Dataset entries
———
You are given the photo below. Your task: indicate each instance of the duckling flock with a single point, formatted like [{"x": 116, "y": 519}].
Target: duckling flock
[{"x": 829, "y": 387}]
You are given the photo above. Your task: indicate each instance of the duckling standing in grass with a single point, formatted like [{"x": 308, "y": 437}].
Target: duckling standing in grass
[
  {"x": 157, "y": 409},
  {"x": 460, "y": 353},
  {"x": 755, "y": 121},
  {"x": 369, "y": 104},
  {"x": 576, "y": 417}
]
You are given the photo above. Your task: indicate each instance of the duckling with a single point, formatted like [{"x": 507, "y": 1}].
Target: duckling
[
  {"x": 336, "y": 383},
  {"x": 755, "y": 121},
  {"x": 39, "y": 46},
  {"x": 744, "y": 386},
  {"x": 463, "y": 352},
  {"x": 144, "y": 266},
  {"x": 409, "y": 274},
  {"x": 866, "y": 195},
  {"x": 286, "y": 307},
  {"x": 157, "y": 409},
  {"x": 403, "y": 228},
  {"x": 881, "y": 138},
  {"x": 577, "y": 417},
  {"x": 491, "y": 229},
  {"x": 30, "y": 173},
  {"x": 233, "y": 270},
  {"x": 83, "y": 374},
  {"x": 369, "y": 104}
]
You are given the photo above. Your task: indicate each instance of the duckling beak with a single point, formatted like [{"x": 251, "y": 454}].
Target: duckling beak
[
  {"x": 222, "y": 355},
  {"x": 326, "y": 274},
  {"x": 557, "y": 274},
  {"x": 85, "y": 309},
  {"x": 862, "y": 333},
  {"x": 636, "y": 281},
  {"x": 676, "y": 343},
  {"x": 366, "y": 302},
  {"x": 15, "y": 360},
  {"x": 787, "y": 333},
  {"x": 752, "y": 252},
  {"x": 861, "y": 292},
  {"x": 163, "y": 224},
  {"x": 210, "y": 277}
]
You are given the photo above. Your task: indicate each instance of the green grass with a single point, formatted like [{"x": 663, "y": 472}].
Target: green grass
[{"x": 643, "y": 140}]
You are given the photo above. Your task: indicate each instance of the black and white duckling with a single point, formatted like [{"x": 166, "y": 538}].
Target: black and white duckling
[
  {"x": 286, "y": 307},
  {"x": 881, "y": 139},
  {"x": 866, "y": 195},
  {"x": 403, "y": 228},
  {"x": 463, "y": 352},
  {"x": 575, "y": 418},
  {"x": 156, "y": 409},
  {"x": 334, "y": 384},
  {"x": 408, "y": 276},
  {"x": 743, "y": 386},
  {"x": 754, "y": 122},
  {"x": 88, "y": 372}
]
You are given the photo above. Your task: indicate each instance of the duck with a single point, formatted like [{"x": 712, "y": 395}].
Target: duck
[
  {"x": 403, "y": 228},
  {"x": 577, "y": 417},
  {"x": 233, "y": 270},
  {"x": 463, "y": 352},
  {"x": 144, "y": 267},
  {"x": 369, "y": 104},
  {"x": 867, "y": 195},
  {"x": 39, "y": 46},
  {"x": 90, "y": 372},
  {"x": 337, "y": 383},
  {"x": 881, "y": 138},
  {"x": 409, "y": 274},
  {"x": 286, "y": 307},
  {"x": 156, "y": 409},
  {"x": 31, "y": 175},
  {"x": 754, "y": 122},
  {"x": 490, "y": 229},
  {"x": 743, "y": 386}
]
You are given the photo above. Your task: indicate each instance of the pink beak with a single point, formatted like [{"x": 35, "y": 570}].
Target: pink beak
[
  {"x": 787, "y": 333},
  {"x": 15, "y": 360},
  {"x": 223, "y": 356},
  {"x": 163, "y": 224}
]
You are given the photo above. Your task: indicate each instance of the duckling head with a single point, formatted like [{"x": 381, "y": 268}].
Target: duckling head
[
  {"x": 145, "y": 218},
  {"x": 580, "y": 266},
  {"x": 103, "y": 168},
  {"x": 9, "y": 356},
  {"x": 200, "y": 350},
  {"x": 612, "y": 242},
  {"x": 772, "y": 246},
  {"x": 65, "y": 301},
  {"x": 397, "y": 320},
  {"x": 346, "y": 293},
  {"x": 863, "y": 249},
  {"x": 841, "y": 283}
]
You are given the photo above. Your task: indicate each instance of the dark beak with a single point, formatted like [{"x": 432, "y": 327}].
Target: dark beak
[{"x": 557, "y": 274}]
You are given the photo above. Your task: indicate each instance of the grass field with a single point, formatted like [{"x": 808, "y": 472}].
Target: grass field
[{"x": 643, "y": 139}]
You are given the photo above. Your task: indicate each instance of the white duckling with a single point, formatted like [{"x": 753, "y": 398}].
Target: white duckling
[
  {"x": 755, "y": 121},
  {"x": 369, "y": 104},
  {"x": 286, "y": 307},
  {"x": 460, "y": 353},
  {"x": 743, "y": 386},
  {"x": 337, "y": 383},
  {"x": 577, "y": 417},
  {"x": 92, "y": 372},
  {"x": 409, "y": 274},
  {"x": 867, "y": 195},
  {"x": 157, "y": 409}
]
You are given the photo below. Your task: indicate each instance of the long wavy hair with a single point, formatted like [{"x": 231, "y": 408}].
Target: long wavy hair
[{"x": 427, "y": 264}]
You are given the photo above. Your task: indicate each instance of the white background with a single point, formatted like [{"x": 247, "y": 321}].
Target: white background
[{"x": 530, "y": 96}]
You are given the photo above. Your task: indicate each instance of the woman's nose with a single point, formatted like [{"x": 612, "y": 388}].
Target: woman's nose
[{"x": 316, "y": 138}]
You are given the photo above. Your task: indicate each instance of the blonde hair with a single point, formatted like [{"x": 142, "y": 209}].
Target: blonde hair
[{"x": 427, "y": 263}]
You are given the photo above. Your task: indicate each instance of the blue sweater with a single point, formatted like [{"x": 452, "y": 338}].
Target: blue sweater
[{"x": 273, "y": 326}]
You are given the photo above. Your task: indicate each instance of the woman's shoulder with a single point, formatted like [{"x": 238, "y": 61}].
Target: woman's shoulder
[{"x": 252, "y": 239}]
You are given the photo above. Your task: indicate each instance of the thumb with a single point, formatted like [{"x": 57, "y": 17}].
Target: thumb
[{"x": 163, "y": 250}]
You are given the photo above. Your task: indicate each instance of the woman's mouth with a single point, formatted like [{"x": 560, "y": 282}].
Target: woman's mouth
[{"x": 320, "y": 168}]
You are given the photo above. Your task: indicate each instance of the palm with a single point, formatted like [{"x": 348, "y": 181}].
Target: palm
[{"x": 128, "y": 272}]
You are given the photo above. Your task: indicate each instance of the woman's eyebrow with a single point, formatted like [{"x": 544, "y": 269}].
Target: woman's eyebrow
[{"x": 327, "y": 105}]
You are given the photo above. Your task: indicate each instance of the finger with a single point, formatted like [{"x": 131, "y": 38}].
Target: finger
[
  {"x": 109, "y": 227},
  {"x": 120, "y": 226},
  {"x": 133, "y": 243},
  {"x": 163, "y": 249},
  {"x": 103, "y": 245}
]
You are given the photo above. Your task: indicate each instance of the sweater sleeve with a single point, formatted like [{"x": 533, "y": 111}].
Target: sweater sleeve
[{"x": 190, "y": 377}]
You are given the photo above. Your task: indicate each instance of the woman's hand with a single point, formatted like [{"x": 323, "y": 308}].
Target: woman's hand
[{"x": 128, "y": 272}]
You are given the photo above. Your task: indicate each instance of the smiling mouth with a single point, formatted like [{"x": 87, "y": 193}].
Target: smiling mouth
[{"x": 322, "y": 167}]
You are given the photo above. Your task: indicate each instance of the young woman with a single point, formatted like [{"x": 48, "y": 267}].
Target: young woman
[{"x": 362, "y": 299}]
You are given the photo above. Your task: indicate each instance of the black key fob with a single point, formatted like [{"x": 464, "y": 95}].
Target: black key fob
———
**EXERCISE BRIEF**
Tell me how many lines in the data include "below", giving only the number.

**RESPONSE AREA**
2